LaVolcan · 18/12/2013 00:04

but these arguments come across as polarised between grammar vs comp systems

It took me a long time to realise that Kent based parents were referring to Secondary Moderns as Comprehensives, so they weren't talking about the same schools that I was thinking of.

Most places do have Comprehensives and what IMO the vast majority of parents want is a decent local school which allows their child to fulfill their potential, with poor discipline and bullying not being tolerated. For them the arguments about how we mustn't get rid of Grammar Schools are a total irrelevance.

I remain surprised that Michael Wilshaw doesn't think that bringing them back is the answer. He is clearly at odds with Gove.

kitchendiner · 18/12/2013 06:09

nibbs777 The whole point is that to be in favour of Grammar schools then you must therefore be in favour of Secondary Moderns and this is where the problem lies. Yes, some students are less academic and will benefit from a more vocational education but those students who just miss the cut off, haven't been tutored, have high ability in just one field should not be written off as failures at 11. As I said previously, my son IS very academic (high IQ etc) but he would not pass his 11+. If you are arguing that highly academic students need to be with other highly academic students then this for him can only happen at a comprehensive - NOT a grammar or secondary modern. He is top 1% in one field rather than top 10% or 25% across the board. Please do not write him off and think that he needs a less academic, vocational education.

curlew · 18/12/2013 06:29

I think people, particularly grammar and private school parents, at a bit glib about children who "need vocational education". It's an easy way of dealing with th issue of the "other" ie non grammar children.What does that mean, exactly? What "vocational" thing can you do nowadays without 5 decent GCSEs for example? In the days when ther were loads of unskilled and semi skilled jobs then there might be something to be said for a technical school where kids learned what they needed for going into a trade, but that doesn't apply any more. And it's not what a secondary modern does, anyway. Most non grammar children are working towards GCSE, just like grammar ones- and in many of the same subjects. With the possible exception of Latin.

kitchendiner · 18/12/2013 06:52

The demographic of my DS's comp is 25% high, 50% middle and 25% low achievers. Is there any argument that this school would be improved by removing the 25% high achievers and turning it into a secondary modern? Those in favour of Grammar schools please answer.

FirConesAtXmas · 18/12/2013 07:13

Having 3 DC 2 of whom are firmly in the top 25% academically, and the 3rd is in the 50% group! I am incredibly thankful that they are/were all at the same school.

*Data provided*.
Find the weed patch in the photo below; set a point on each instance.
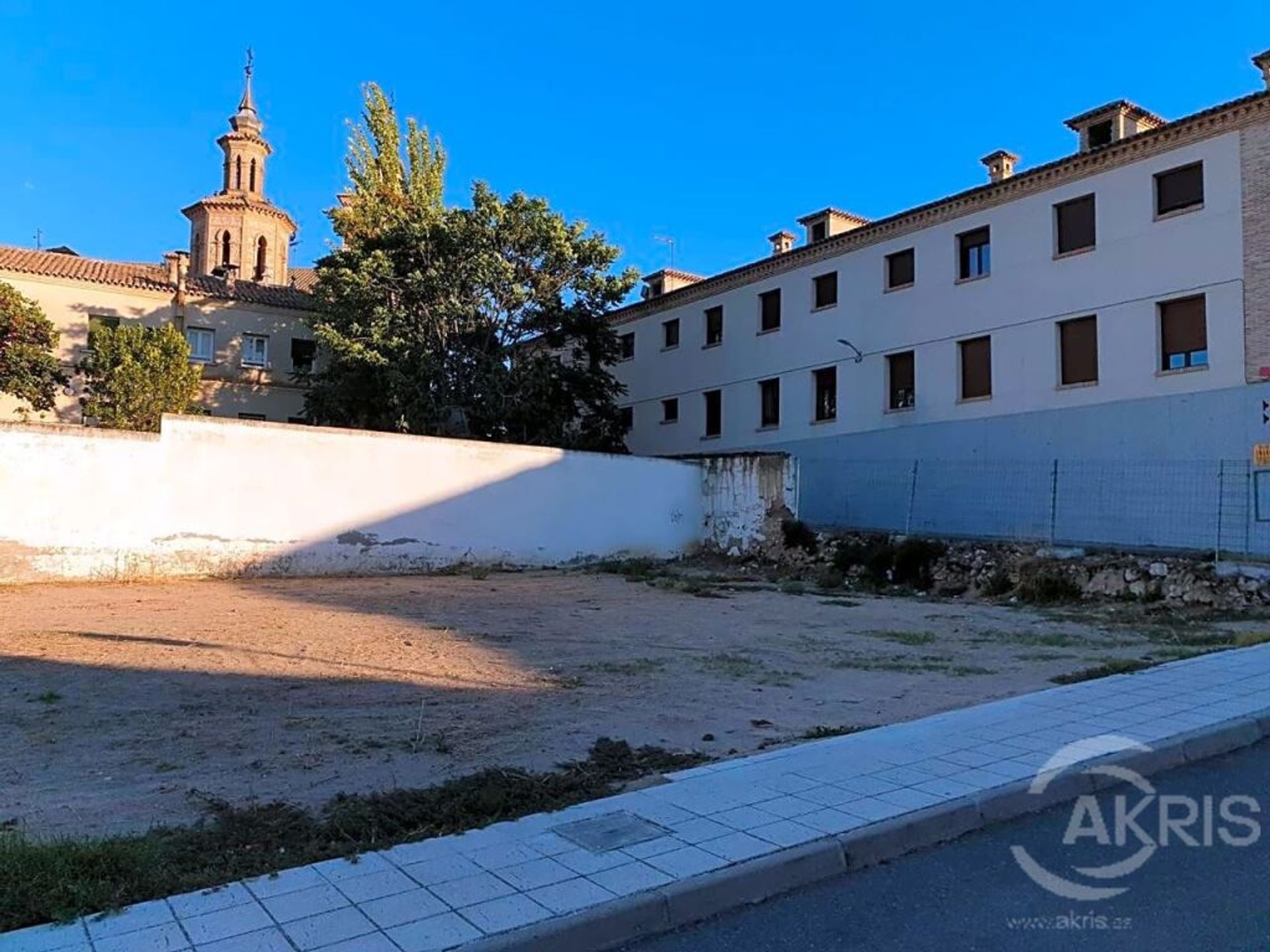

*Work to complete*.
a: Reproduce the part of the forum discussion about grammar schools that runs from "nibbs777 The whole" to "academic, vocational education.".
b: In the forum discussion about grammar schools, how does kitchendiner describe the mix of achievers at DS's comp?
c: Name every distinct username that appears as the author of a post in the forum discussion about grammar schools.

*Solutions below*.
a:
nibbs777 The whole point is that to be in favour of Grammar schools then you must therefore be in favour of Secondary Moderns and this is where the problem lies. Yes, some students are less academic and will benefit from a more vocational education but those students who just miss the cut off, haven't been tutored, have high ability in just one field should not be written off as failures at 11. As I said previously, my son IS very academic (high IQ etc) but he would not pass his 11+. If you are arguing that highly academic students need to be with other highly academic students then this for him can only happen at a comprehensive - NOT a grammar or secondary modern. He is top 1% in one field rather than top 10% or 25% across the board. Please do not write him off and think that he needs a less academic, vocational education.

b: It is 25% high, 50% middle and 25% low achievers.

c: LaVolcan, kitchendiner, curlew, FirConesAtXmas